# The cheese spiel-by Lindsey Long



## Guest (May 8, 2008)

The Science of Making Cheese
Presenter: Lindsey Long
What is cheese made from? How does cheese form? What is the process? It is not hard to make cheese and most everything any body would need is easily found at the grocery store or the kitchen. All you need is a gallon of milk, 3 lemons, a little salt, a thermometer, 5 quart pan, colander, cheese clothe, long handled plastic spoon, large bucket, and if you want to you can add what ever else you want to spice it up.

◆ **Dataset entries**:
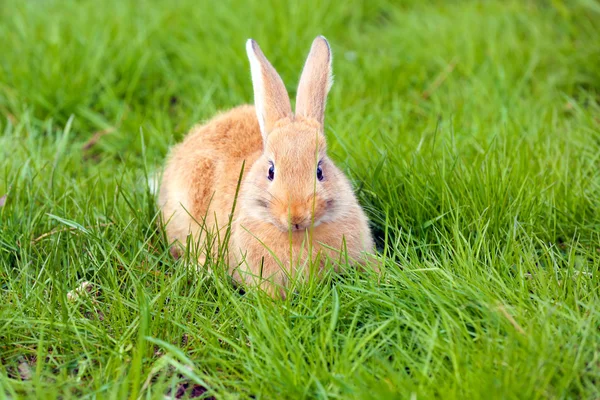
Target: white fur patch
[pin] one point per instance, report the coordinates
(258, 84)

==

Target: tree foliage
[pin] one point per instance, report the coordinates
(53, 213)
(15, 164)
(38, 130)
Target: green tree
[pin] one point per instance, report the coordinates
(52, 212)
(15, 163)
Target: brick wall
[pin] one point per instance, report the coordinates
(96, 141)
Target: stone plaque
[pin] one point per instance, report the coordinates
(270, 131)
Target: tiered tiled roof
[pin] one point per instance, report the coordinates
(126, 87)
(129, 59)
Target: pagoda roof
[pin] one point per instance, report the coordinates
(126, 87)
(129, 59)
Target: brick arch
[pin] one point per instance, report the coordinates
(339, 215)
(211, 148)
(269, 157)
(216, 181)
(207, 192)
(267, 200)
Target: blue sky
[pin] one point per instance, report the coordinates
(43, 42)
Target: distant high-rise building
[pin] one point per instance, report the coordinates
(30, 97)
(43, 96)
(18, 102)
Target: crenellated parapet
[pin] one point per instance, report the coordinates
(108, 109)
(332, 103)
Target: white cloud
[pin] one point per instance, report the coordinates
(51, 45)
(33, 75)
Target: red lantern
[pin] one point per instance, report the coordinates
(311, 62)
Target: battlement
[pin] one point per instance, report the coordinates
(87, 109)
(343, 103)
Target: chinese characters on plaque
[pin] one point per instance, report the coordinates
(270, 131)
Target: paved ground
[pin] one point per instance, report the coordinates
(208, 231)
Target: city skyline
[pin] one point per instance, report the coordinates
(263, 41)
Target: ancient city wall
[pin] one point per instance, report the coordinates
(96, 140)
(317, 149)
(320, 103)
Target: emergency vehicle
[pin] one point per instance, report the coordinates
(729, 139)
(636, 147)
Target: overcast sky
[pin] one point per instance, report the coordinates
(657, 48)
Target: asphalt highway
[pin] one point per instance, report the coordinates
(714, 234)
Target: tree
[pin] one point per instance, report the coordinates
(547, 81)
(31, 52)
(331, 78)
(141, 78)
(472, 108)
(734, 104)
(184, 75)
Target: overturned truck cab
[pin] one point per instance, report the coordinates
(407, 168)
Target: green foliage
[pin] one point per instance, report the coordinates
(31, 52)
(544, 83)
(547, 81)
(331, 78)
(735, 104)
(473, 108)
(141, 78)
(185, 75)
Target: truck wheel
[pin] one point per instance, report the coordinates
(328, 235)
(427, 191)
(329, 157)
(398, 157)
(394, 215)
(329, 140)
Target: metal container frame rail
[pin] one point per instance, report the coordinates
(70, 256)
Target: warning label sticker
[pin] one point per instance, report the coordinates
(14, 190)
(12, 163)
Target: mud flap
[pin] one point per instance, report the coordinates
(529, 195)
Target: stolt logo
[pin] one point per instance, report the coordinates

◆ **Required work**:
Reproduce the portion of the cheese-making post above that lies between "# The cheese" and "spice it up.", inclusive.

◆ **Output below**:
# The cheese spiel-by Lindsey Long



## Guest (May 8, 2008)

The Science of Making Cheese
Presenter: Lindsey Long
What is cheese made from? How does cheese form? What is the process? It is not hard to make cheese and most everything any body would need is easily found at the grocery store or the kitchen. All you need is a gallon of milk, 3 lemons, a little salt, a thermometer, 5 quart pan, colander, cheese clothe, long handled plastic spoon, large bucket, and if you want to you can add what ever else you want to spice it up.